-- Exercise prompt --
Update the entries below by replacing "flower bed" with "planter" everywhere and leaving every other word the same. Leave the pictures out of your answer.

-- Picture annotation entries --
-- Begin --
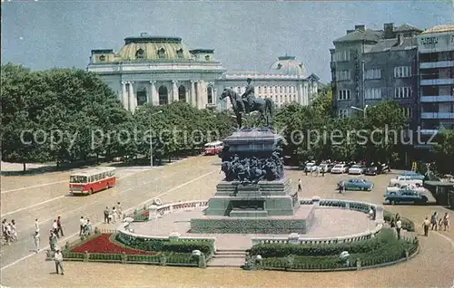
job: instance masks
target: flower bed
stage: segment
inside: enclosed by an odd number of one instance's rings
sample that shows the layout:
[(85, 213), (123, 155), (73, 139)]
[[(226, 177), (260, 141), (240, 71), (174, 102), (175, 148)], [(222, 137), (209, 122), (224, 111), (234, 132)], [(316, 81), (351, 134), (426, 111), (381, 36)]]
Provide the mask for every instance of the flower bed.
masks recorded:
-- End --
-- Exercise output --
job: instance masks
target: planter
stage: segment
inside: enclosed by an odd number of one instance's rings
sample that shows the layout:
[(85, 213), (123, 155), (73, 139)]
[[(226, 177), (260, 141), (240, 71), (174, 102), (175, 148)], [(222, 137), (209, 122), (224, 111), (234, 132)], [(316, 81), (351, 134), (426, 111), (381, 36)]]
Provide the mask for every instance of the planter.
masks recorded:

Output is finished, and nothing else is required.